▶ Text shown

# 5.0 MNIST
We are getting ~80 correct predictions. This might be because the ten digit signatures are insufficient to capture the different variation of each digit. We might try to define the different flavors of each digit using a round of k-means clustering and labeling in the training dataset then a "narrow" signature definition, then prediction on the test dataset using this narrow set of signatures. Also, visualization of these digits as images will be useful. We can also carry over the similarity score as a value based category or use it to generate a ROC curve. 

In [1]:
from clustergrammer2 import net
df = {}

clustergrammer2 backend version 0.2.9


In [2]:
import clustergrammer_groupby as cby
from copy import deepcopy
import random
random.seed(99)

In [3]:
import pandas as pd

In [4]:
net.load_file('../data/big_data/MNIST_row_labels.txt')
df['mnist'] = net.export_df()
df['mnist'].shape

(784, 70000)

In [5]:
cols = df['mnist'].columns.tolist()
new_cols = [(x, 'Digit: ' + x.split('-')[0]) for x in cols]
df['mnist-cat'] = deepcopy(df['mnist'])
df['mnist-cat'].columns = new_cols
print(new_cols[0])

('Zero-0', 'Digit: Zero')


### Make Train and Predict

In [6]:
cols = df['mnist-cat'].columns.tolist()
random.shuffle(cols)
df['mnist-train'] = df['mnist-cat'][cols[:35000]]
df['mnist-test'] = df['mnist-cat'][cols[35000:]]
print(df['mnist-train'].shape, df['mnist-test'].shape)

net.load_df(df['mnist-train'])
net.normalize(axis='row', norm_type='zscore')
df['mnist-train-z'] = net.export_df()

net.load_df(df['mnist-test'])
net.normalize(axis='row', norm_type='zscore')
df['mnist-test-z'] = net.export_df()

(784, 35000) (784, 35000)


In [7]:
def set_cat_colors(cat_color, axis, cat_index, cat_title=False):
    for inst_ct in cat_color:
        if cat_title != False:
            cat_name = cat_title + ': ' + inst_ct
        else:
            cat_name = inst_ct
            
        inst_color = cat_color[inst_ct]
        net.set_cat_color(axis=axis, cat_index=cat_index, cat_name=cat_name, inst_color=inst_color)

# Make Signatures

### Make Very Narrow Digit Categories

In [25]:
df['mnist-train'].shape

(784, 35000)

▶ What is needed
Answer the following questions using the MNIST page above.
(a) What shape is reported for df['mnist'] after the file is loaded?
(b) What value is passed to random.seed?
(c) What norm_type is used when the training and test data are normalized along the row axis?

Region segmentation data
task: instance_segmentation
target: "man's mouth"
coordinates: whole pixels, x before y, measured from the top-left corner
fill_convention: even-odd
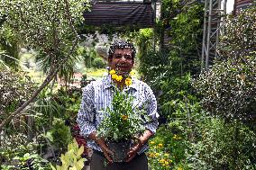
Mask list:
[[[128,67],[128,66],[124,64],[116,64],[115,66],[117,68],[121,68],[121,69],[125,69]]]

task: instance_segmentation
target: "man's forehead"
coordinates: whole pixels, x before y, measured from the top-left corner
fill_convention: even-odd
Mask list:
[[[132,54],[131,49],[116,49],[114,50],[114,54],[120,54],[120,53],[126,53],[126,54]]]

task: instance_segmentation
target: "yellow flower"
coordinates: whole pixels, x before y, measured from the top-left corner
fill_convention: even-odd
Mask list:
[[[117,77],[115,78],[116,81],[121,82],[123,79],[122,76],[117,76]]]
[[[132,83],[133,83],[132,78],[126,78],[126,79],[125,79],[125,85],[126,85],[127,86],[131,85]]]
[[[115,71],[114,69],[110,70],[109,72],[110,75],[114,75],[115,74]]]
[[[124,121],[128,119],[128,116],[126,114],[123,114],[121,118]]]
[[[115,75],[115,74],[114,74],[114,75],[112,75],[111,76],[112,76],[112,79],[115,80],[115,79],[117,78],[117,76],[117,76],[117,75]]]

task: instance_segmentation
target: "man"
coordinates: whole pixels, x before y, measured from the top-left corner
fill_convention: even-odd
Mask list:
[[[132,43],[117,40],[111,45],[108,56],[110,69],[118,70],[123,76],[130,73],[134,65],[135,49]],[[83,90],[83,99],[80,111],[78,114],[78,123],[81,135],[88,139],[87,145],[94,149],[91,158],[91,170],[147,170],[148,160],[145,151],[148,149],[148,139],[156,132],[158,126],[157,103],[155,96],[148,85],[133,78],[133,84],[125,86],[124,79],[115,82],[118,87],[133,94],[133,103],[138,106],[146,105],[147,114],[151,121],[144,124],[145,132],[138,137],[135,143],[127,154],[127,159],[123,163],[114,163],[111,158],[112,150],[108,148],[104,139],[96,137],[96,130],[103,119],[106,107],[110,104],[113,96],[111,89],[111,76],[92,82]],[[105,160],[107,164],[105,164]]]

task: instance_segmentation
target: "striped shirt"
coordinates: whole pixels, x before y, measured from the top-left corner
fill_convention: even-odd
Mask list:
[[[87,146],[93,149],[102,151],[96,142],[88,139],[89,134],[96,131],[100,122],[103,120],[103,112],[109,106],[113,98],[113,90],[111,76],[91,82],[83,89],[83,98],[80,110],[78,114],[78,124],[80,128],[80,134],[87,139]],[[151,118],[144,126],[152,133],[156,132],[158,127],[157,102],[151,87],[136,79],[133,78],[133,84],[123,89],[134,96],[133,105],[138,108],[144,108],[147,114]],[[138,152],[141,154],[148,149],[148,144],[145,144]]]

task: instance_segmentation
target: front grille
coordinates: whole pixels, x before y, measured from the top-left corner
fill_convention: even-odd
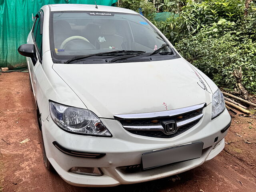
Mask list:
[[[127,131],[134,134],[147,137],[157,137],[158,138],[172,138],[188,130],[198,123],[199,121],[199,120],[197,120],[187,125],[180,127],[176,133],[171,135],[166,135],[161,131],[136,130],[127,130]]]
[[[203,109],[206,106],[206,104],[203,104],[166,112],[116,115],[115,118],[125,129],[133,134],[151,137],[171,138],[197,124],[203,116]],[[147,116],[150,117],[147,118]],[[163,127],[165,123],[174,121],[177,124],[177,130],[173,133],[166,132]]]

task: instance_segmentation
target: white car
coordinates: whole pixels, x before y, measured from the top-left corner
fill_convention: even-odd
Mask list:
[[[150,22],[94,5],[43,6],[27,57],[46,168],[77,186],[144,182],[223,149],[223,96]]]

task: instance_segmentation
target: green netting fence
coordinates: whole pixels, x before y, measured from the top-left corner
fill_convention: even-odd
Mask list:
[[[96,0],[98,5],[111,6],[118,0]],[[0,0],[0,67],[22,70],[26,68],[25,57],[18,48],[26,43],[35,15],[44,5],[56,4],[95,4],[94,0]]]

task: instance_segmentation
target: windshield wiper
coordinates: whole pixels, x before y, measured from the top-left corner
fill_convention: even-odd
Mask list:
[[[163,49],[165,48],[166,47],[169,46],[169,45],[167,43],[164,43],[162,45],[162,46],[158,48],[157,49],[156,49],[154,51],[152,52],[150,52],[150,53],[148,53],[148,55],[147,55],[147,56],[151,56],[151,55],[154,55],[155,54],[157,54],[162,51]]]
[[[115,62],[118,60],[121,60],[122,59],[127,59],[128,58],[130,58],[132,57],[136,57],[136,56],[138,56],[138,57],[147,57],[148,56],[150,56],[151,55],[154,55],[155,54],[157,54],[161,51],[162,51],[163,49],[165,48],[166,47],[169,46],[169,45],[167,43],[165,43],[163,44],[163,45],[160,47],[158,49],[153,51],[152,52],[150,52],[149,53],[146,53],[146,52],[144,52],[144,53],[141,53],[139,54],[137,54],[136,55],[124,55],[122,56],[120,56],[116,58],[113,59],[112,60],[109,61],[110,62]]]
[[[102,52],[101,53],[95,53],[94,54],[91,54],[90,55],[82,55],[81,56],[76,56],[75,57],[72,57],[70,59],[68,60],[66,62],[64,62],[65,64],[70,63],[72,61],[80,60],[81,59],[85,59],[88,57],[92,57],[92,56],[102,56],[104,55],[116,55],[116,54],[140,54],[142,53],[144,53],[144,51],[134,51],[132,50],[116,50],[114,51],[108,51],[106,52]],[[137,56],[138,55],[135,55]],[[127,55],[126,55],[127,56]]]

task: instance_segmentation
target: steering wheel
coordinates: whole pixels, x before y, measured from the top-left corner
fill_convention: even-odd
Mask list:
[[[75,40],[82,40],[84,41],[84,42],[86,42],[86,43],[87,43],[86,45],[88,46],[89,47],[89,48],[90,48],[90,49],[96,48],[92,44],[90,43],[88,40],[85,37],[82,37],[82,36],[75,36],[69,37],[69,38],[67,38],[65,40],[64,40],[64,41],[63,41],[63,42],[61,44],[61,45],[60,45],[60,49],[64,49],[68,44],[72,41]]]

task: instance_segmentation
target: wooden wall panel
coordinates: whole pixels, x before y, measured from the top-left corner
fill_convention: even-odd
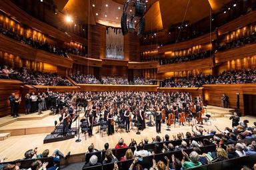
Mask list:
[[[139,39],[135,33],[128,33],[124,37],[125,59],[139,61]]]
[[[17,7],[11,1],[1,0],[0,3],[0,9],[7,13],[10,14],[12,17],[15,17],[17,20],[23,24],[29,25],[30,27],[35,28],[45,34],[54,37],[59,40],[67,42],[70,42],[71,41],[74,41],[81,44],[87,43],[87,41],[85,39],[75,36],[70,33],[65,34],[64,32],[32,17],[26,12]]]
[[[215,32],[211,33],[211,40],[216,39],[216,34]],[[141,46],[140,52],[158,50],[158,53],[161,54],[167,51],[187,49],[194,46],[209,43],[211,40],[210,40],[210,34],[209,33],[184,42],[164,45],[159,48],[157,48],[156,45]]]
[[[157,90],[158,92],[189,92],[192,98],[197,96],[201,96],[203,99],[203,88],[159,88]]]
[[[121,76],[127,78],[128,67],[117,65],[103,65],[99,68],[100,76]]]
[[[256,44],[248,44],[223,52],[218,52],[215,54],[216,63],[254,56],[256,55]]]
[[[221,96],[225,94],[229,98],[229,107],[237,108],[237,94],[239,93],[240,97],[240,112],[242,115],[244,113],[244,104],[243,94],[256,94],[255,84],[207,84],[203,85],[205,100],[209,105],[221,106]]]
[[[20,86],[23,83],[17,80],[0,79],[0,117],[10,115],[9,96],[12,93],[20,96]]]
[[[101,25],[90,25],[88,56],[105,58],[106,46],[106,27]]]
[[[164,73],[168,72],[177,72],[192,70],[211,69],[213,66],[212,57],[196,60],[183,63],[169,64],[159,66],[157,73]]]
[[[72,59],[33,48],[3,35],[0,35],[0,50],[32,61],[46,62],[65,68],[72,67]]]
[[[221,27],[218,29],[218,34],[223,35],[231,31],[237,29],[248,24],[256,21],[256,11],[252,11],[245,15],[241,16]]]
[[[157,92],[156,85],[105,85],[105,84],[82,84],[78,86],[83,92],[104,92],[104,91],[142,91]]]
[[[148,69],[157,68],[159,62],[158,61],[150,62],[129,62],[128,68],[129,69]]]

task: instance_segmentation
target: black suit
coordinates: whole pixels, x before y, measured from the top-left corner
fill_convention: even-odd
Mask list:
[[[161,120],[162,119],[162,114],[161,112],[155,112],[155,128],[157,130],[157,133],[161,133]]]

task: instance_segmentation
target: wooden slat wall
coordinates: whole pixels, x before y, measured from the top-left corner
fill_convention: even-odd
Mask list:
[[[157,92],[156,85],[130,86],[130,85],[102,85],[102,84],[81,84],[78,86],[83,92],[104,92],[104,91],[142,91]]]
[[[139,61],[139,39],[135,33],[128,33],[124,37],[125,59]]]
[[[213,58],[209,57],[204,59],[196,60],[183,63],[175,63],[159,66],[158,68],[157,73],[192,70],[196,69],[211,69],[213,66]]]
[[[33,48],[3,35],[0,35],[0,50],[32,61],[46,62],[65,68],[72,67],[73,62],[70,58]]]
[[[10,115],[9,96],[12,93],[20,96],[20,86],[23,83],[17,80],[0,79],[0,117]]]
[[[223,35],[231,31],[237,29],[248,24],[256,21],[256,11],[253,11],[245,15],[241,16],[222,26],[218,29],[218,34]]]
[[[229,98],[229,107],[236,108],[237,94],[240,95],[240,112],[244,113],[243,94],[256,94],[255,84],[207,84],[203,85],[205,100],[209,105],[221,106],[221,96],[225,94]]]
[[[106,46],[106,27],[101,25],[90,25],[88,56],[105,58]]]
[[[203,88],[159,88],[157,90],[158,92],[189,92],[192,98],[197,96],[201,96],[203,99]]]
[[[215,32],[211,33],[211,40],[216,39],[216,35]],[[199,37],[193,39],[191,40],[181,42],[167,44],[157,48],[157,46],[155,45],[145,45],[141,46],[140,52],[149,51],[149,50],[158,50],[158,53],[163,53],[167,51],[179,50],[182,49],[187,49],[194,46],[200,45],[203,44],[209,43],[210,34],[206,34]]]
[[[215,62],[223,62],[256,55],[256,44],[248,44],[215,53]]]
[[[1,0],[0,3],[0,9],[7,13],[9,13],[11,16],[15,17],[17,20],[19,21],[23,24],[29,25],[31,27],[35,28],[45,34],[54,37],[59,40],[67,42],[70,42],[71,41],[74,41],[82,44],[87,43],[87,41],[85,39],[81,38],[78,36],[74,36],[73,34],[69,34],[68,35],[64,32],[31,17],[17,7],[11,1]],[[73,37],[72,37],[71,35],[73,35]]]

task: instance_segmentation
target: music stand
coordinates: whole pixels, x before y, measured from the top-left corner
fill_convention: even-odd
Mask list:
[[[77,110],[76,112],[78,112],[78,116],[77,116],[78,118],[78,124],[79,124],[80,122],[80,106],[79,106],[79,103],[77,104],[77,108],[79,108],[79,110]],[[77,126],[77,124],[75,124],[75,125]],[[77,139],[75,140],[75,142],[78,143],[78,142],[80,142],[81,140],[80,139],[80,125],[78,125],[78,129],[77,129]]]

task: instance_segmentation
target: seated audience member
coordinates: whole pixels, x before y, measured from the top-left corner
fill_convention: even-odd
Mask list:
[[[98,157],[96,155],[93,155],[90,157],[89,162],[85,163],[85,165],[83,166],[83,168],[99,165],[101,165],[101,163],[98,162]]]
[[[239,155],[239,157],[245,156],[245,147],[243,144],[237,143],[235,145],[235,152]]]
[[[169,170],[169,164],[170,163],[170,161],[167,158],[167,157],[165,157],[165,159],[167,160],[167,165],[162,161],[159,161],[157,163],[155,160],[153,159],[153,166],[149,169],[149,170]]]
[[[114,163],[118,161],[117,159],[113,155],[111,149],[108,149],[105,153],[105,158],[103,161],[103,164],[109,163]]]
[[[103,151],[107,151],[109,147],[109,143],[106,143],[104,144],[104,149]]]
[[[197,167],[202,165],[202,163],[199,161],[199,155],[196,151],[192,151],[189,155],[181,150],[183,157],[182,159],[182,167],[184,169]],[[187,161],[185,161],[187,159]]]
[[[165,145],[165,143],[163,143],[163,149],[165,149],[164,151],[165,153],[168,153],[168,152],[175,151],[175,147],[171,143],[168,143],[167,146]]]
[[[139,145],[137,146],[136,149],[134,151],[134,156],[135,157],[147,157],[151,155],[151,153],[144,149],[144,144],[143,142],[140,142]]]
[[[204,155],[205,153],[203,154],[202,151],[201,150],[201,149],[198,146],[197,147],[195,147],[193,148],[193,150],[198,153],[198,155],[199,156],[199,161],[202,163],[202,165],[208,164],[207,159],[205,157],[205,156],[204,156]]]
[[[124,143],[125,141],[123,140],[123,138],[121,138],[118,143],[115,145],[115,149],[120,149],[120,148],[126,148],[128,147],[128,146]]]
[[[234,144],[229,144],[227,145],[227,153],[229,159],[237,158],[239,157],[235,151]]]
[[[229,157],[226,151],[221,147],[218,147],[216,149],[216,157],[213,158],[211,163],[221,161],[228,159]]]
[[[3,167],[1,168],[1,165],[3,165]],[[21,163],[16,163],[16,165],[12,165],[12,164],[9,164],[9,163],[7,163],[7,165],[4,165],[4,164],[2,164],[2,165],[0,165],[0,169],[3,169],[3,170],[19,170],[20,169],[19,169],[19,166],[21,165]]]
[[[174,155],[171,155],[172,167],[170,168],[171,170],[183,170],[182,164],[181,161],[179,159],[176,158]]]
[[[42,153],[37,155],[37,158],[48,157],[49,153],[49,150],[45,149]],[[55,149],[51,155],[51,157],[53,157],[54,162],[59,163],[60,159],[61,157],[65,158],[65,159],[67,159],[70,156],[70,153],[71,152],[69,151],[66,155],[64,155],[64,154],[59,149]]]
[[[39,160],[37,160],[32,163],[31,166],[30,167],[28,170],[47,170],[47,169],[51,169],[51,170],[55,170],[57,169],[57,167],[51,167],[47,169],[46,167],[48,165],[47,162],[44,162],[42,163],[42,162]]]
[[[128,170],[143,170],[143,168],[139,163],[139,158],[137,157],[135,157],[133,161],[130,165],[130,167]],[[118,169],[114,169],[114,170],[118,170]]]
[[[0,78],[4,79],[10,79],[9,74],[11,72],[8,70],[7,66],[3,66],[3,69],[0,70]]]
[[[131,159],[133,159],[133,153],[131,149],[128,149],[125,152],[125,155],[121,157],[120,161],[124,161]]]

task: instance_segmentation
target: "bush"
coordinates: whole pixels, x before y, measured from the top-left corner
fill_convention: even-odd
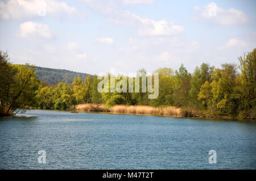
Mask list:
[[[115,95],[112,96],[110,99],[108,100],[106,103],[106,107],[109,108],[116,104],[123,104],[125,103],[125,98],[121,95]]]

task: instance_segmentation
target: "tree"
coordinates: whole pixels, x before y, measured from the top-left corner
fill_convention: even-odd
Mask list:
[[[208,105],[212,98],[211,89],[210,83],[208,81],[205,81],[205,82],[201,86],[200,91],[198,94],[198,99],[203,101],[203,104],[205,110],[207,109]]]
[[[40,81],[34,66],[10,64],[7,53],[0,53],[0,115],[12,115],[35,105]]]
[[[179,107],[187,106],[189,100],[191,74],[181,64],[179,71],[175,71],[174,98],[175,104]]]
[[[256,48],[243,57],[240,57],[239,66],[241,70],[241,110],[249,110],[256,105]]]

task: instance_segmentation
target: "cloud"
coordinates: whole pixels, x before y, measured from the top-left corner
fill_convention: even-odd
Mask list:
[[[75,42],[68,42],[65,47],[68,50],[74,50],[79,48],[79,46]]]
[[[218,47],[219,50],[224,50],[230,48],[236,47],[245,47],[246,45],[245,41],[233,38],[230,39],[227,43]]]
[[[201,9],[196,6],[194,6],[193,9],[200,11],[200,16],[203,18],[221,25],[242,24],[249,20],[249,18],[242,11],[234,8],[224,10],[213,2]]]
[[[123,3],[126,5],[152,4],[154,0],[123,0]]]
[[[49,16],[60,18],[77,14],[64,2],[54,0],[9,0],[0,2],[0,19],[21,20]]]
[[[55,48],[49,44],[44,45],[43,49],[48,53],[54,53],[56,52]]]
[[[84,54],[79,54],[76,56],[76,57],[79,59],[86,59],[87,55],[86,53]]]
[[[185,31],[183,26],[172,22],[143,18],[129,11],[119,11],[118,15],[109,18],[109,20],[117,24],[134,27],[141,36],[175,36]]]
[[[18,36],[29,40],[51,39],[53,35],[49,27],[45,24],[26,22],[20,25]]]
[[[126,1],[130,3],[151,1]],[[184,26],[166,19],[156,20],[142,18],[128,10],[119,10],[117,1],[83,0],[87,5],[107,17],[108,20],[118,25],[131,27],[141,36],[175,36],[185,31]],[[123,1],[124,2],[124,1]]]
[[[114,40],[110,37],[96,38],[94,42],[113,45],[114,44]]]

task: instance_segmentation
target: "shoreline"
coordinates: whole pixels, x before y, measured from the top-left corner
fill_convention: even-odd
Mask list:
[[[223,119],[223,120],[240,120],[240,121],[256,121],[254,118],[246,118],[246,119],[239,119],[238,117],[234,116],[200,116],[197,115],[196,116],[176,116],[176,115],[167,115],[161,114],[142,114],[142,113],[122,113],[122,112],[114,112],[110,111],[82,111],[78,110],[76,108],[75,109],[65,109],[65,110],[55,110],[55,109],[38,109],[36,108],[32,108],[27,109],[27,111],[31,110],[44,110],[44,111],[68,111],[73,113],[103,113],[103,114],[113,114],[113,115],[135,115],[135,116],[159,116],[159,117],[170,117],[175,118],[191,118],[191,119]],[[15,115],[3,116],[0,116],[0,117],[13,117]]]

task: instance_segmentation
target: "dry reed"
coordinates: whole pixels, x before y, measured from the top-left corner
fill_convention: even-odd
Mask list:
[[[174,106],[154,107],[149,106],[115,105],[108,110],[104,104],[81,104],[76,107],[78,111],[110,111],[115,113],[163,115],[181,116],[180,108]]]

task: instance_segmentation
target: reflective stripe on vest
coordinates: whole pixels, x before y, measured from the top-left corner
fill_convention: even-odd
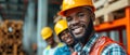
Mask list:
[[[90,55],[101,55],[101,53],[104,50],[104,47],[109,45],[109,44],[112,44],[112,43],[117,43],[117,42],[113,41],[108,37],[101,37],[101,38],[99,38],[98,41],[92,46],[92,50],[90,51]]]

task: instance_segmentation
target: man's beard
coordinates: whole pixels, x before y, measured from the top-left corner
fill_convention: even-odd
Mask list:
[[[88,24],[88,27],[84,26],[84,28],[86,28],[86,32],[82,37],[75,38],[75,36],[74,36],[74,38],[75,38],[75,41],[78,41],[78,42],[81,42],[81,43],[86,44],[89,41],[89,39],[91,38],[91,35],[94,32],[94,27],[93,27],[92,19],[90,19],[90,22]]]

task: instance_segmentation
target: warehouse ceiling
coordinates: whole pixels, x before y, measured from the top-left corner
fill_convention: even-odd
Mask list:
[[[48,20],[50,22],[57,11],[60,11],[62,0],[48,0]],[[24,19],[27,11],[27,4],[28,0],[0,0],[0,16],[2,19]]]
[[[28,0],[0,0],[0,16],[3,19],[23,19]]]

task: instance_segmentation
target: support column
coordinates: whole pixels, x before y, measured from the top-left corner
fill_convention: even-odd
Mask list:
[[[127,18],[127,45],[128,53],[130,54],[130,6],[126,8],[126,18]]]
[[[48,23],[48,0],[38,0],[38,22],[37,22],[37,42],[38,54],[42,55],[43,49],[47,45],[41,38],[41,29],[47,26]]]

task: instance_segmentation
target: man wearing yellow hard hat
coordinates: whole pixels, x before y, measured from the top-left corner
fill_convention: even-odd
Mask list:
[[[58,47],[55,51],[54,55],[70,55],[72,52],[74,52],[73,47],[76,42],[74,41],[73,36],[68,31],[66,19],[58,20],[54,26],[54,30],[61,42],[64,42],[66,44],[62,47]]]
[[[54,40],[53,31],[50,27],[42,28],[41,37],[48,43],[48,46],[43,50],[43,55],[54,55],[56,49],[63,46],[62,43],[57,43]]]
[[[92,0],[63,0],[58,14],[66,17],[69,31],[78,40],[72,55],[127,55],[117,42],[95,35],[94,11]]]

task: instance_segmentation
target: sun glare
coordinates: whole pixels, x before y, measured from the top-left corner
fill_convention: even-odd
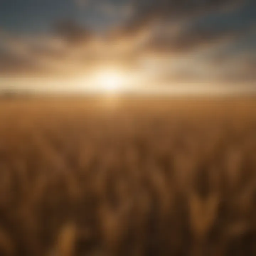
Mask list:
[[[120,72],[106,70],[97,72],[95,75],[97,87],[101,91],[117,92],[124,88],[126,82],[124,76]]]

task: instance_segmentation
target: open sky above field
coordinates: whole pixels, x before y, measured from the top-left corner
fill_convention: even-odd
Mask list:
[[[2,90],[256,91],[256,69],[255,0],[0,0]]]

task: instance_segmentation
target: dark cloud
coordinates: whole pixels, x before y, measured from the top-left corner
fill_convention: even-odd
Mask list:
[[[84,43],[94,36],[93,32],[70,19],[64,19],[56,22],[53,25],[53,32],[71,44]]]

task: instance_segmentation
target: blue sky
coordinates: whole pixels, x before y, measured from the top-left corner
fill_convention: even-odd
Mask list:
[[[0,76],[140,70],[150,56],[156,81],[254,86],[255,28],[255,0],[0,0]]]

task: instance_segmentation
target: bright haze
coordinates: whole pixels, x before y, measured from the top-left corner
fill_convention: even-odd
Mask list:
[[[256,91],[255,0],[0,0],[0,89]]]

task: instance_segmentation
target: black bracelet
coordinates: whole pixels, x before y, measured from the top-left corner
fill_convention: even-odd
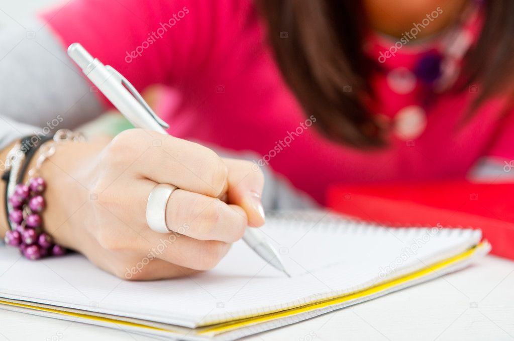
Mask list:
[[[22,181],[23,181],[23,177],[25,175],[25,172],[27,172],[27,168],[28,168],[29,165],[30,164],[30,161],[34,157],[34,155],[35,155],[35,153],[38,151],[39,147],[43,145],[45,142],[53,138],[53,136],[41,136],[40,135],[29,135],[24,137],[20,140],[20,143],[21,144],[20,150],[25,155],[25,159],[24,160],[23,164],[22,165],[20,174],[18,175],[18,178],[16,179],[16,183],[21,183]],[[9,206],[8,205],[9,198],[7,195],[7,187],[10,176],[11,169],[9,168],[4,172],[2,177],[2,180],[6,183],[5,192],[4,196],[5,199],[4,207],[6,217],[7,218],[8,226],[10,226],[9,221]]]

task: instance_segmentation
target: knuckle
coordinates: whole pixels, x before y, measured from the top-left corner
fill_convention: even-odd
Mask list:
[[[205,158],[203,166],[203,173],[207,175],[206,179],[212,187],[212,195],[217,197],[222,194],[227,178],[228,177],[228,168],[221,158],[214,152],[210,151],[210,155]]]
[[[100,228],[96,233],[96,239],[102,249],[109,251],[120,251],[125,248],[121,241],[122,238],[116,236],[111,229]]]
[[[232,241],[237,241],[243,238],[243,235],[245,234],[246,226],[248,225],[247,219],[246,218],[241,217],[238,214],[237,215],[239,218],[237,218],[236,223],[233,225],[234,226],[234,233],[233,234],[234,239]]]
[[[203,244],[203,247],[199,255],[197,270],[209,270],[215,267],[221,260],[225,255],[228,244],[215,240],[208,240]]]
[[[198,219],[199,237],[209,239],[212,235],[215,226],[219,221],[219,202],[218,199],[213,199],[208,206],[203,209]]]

▶ Answer to this problem
(a) (784, 70000)
(b) 99
(c) zscore